AVAILABLE DATA:

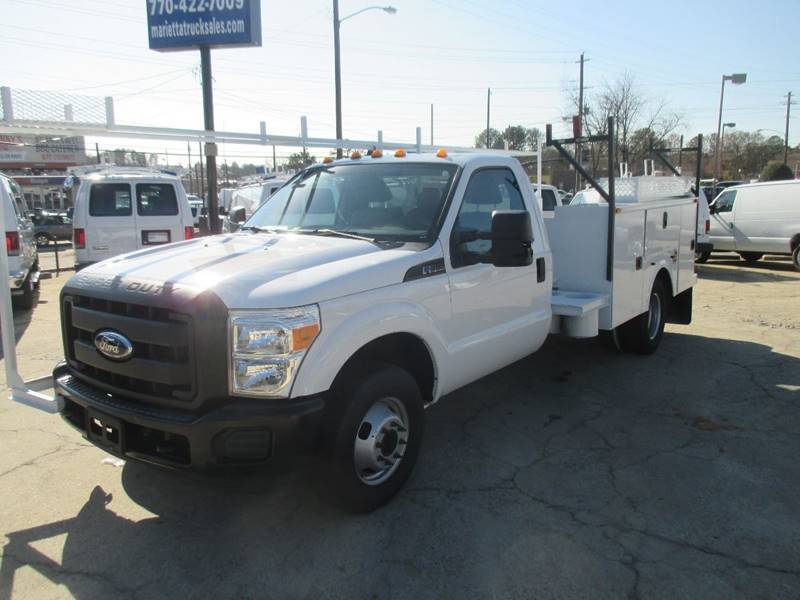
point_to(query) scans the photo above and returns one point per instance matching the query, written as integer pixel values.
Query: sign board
(189, 24)
(25, 151)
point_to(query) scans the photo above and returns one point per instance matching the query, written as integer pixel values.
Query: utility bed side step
(577, 314)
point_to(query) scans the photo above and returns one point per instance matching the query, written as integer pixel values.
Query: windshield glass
(389, 201)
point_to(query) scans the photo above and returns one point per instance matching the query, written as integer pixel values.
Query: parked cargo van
(119, 210)
(23, 259)
(757, 219)
(250, 197)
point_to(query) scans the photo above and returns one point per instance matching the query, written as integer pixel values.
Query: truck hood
(261, 270)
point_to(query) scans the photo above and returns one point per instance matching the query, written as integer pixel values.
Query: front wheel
(751, 256)
(377, 439)
(643, 334)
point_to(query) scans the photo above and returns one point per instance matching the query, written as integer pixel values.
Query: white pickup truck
(360, 294)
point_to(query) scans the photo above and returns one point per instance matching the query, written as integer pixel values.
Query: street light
(735, 79)
(338, 68)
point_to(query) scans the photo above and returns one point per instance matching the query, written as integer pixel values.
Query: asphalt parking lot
(575, 473)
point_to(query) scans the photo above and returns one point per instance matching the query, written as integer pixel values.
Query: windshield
(389, 201)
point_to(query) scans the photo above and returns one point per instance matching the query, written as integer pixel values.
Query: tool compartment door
(662, 243)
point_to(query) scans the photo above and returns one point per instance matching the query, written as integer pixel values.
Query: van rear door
(109, 227)
(158, 218)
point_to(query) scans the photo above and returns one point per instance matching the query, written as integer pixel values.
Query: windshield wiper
(337, 233)
(260, 229)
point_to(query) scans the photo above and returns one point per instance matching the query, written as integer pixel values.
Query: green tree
(300, 160)
(495, 139)
(532, 138)
(516, 136)
(775, 171)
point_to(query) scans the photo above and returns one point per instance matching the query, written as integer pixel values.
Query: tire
(642, 334)
(28, 297)
(702, 257)
(751, 256)
(376, 439)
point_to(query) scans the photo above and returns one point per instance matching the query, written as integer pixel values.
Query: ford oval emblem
(113, 345)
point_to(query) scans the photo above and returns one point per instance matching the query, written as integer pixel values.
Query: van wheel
(377, 439)
(26, 300)
(751, 256)
(643, 334)
(702, 257)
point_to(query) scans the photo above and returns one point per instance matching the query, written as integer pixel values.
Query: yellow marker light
(302, 337)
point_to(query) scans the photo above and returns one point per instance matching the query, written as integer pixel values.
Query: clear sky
(441, 52)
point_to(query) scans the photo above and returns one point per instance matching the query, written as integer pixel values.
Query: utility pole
(786, 135)
(578, 155)
(337, 74)
(431, 124)
(210, 147)
(189, 153)
(488, 114)
(202, 176)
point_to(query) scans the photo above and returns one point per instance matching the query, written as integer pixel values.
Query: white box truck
(363, 292)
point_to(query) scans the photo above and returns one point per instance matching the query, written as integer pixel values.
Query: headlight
(267, 347)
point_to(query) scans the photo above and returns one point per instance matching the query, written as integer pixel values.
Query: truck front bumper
(237, 432)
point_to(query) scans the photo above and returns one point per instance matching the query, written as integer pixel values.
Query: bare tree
(639, 120)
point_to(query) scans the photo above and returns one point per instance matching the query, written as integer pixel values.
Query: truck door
(110, 223)
(500, 314)
(723, 230)
(158, 218)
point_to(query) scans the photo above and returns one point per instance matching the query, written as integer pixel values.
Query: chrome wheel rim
(654, 316)
(381, 441)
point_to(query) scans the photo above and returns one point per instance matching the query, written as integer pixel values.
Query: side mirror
(237, 215)
(512, 236)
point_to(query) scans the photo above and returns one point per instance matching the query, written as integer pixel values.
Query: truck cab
(365, 290)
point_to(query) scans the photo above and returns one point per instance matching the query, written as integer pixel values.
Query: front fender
(348, 325)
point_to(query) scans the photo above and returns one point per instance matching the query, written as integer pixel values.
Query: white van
(119, 210)
(757, 219)
(23, 258)
(250, 197)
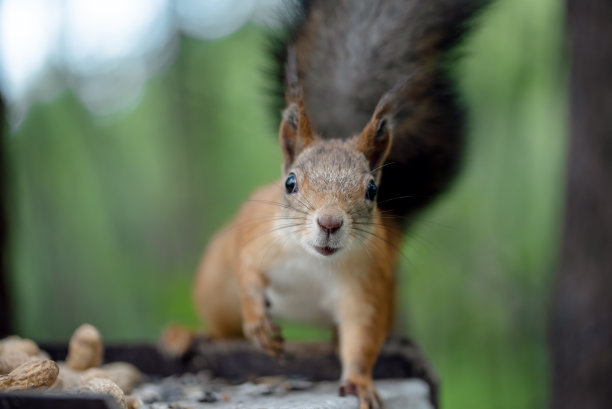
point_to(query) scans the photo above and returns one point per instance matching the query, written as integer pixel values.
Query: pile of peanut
(24, 366)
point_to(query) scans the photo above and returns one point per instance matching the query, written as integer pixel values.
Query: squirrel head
(330, 186)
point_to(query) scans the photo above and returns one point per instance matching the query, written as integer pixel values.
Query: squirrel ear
(375, 139)
(295, 133)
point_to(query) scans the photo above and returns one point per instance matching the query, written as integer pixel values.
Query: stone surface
(200, 392)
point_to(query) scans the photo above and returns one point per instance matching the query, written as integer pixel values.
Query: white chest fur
(304, 288)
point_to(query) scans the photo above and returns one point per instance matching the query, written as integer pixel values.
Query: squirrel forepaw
(366, 393)
(266, 335)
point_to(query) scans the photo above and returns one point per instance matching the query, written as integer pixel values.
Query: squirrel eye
(371, 190)
(291, 183)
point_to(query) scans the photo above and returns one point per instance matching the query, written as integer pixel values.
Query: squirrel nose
(330, 224)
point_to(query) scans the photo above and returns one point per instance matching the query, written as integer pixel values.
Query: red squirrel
(370, 135)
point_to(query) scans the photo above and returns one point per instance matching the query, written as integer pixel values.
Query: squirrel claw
(367, 395)
(267, 336)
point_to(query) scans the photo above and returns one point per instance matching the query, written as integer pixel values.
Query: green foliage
(110, 215)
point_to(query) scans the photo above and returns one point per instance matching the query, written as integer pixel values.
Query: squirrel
(372, 132)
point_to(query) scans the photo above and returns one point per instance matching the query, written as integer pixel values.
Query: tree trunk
(5, 310)
(581, 327)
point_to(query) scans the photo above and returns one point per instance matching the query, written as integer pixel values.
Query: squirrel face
(331, 191)
(330, 186)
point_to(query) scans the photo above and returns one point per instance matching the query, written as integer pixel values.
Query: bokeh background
(137, 128)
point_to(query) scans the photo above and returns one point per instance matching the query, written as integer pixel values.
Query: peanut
(32, 374)
(106, 387)
(15, 343)
(125, 375)
(85, 349)
(12, 359)
(133, 402)
(67, 379)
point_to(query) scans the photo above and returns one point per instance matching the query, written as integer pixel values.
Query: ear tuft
(295, 133)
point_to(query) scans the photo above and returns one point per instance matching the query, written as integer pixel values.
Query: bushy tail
(350, 52)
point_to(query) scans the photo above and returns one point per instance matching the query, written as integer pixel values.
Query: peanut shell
(106, 387)
(85, 349)
(32, 374)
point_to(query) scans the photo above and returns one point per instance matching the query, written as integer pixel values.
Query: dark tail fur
(350, 53)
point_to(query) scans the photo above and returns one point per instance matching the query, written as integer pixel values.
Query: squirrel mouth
(326, 251)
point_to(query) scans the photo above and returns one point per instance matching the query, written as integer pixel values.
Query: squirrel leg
(362, 330)
(257, 325)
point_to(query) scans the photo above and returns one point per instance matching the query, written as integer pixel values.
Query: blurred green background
(110, 213)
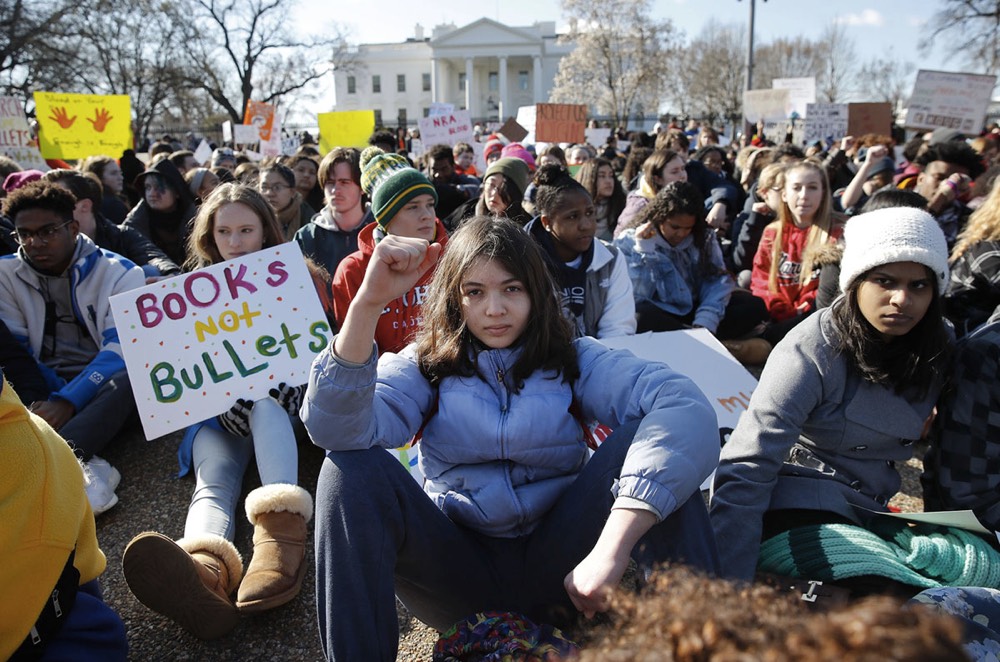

WHAT TO PRODUCE: Leave out the pictures, then copy all the remaining text in the records exactly.

YOUR SOLUTION:
point_to(query) scans the photo above and returns one point per instance matching the query, written as integer pixel values.
Query: sign board
(189, 24)
(25, 151)
point_to(query) scans the photo above and returns one point per instance matching the query, written as integer pixel values.
Query: utility bed side step
(577, 314)
point_to(query) scans the photo above and returns one point per instance matching the query, written as integer pixel values.
Query: windshield glass
(389, 201)
point_to(query) scans the photo above and returns one point per instance matching the query, written as integer pixel values.
Query: parked cargo van
(119, 210)
(23, 259)
(757, 219)
(250, 197)
point_to(query) scans the photo above and returns one point per instance matching the query, written as integer pixel values.
Query: truck hood
(261, 270)
point_to(query) scans the photo above and returns one point per instance matching the query, written as integer pixel values.
Query: front wheel
(751, 256)
(377, 439)
(643, 334)
point_to(query) scans the photo above and returns one point per instance matching the query, written as integer pixel values.
Query: white pickup truck
(360, 294)
point_to(query) scans the photo above and returns one point per instance matching the query, written as integer pixel values.
Query: street light
(735, 79)
(338, 68)
point_to(query) scans the photo above and returns one point per instance matching the query, written as integer pixel values.
Query: asphalt parking lot
(575, 473)
point_to(query) scans the photo above and returns one point per instance matching the query, written as integer pixel values.
Query: windshield
(389, 201)
point_to(query) scans the photo above and returns one point per instance matching the query, written as integer pixel values.
Query: tool compartment door
(662, 243)
point_to(query) scans the photo above and returns one point per instance matching the query, written as integer pixel values.
Query: van rear door
(109, 227)
(158, 218)
point_to(query) scans the photo above and returns one point per instance matching the query, written as integer pixel values.
Query: windshield wiper
(337, 233)
(260, 229)
point_to(query) scans the photo above and returns one point per instance matching the query, written as integer pixel values.
Query: green tree
(300, 160)
(495, 139)
(532, 138)
(516, 136)
(775, 171)
point_to(query) scans the photo above and returns one point per instance matching the query, written as integer pixel values.
Query: tire
(642, 334)
(28, 297)
(702, 257)
(751, 256)
(376, 439)
point_to(query) scans the photo above and returns one point per instance matching the query, written as integer pixel values.
Query: ford oval emblem
(113, 345)
point_to(query) scans the photo above and returns one point per instance matching the query, written as integer pixel values.
Query: van wheel
(377, 439)
(26, 300)
(751, 256)
(643, 334)
(702, 257)
point_to(query) scans the photo above and returns one point per instance matching the query, written as integer pixel values.
Query: yellow marker light
(302, 337)
point_to(query) scans the photo above and returns one point per instance matching the query, written as integer pixel values.
Query: clear sky
(441, 52)
point_to(query) scans the photo above and returns one point per instance matching the query, written as integer pixel values.
Query: utility pole
(786, 135)
(578, 155)
(337, 74)
(431, 124)
(210, 147)
(189, 153)
(488, 114)
(202, 176)
point_to(query) scans the photo above and returns one point per instance matching the query, written as integer pixel values.
Query: white box truck
(363, 292)
point_to(query) scans the photo above and returns one point per instance matching the query, written as integer pixel values.
Query: headlight
(267, 347)
point_to(query) scans the photo above and returns one point per instance matching the query, written as integer pixel values.
Query: truck front bumper
(237, 432)
point_to(query) scans the photo above and returns one point per instance matching the query, written as integer pixel values.
Query: bare tree
(639, 120)
point_to(query) scans the photo above and returns one point per instance matching the query, written as integer pixel values.
Query: truck door
(110, 223)
(500, 314)
(723, 230)
(158, 218)
point_to(query) scans the photo above and returns one point per instance matching the query, written as integer pixel values.
Query: chrome wheel rim
(654, 316)
(381, 441)
point_to(query) scans the photo above and returns one point per instance matching the query, written as integer pixel values.
Query: side mirror
(237, 215)
(512, 236)
point_to(query) scans the photo above and returns one point per instance matching the query, written as integer pixel values.
Query: truck cab
(365, 290)
point_to(query) scans the photo above and returns one point per instance matching the query, written as integer pixel values.
Query: front fender
(348, 325)
point_to(query) scans the photo above and returns one point per instance matching the query, written as integer pixel values.
Query: white van
(119, 210)
(757, 219)
(23, 258)
(250, 197)
point_to(query) scans the photo above and returns one point per instance matching the query, written as integer pixel values.
Query: pile of peanut
(24, 366)
point_to(query) scans the photo above and returns one point per instance matching the query, written as integer pixel values.
Query: squirrel head
(330, 186)
point_to(query) scans the photo above and returns one point per instance matching the query, written as integer pixel values.
Query: squirrel ear
(375, 139)
(295, 133)
point_to(query) scans the photo above and returns one point per instance matching the query, written as integer pixel values.
Query: stone surface
(200, 392)
point_to(query) scans the photo above and returns one point per instance matching the query, written as integer pixel values.
Query: white chest fur
(304, 288)
point_to(query) scans the photo above and returns one point per instance matching the query, written as integer pixel values.
Query: squirrel forepaw
(366, 393)
(266, 335)
point_to(query) scans the photo above and returns one point per instance matching the query, written as integer pixel values.
Query: squirrel eye
(371, 190)
(291, 183)
point_to(query) scans the photo above and returns one point per instance matching the query, written as integer pixel values.
Query: squirrel nose
(330, 224)
point_to(query) scans the photo above and returns one point per instance matching the query, written as integer pixel values.
Query: red squirrel
(370, 135)
point_to(query) scans the photo above and returns one point per instance matching the query, written as integer pixel values.
Query: squirrel claw
(367, 395)
(267, 336)
point_to(query) scans the photo above and returns one point per instance matching the query, written as integer pixel values.
Query: green foliage
(110, 215)
point_to(query) scans the photo above and returns one point per instance matching the query, written as integer pixel values.
Query: squirrel
(372, 132)
point_to(query) scans the photo above and returns one point per instance matching the query, written as integer pixel values.
Query: tree trunk
(5, 310)
(581, 327)
point_to(query) scans the photo above and returns one point per instance matching the query, written as integer pixel values.
Query: squirrel face
(331, 191)
(330, 186)
point_to(query) scans the photo above and returns one point per instance matching the query, written as integer pixel values.
Query: bokeh background
(137, 128)
point_to(query) scans the photo above and returns one point per instance matching the query, written as integer pixel values.
Query: peanut
(32, 374)
(106, 387)
(15, 343)
(125, 375)
(85, 349)
(12, 359)
(133, 402)
(67, 379)
point_to(query) scans the photo above and returns one point per instance matching the query, written as integer pixel values.
Query: ear tuft
(295, 133)
point_to(query) scans the photo above and returns one point per instance matching the query, written as integer pixel values.
Query: bushy tail
(350, 52)
point_to(query) scans the photo above and returns one point per instance matching the query, written as integer pixel values.
Query: peanut shell
(106, 387)
(85, 349)
(32, 374)
point_to(query) scans the photo above and returns one point per instance matching the query, written as integer pixel values.
Query: dark tail fur
(350, 53)
point_to(query) scans the photo above and returns one point per instance matching the query, written as integer pixel values.
Query: squirrel mouth
(326, 251)
point_to(query) scans the photo above and returns one point per instance matching the query, written as integer pixel values.
Query: squirrel leg
(362, 330)
(257, 325)
point_to(query) scans the photo above and returns one point per instance matching the query, written as integer pixel values.
Query: blurred green background
(110, 213)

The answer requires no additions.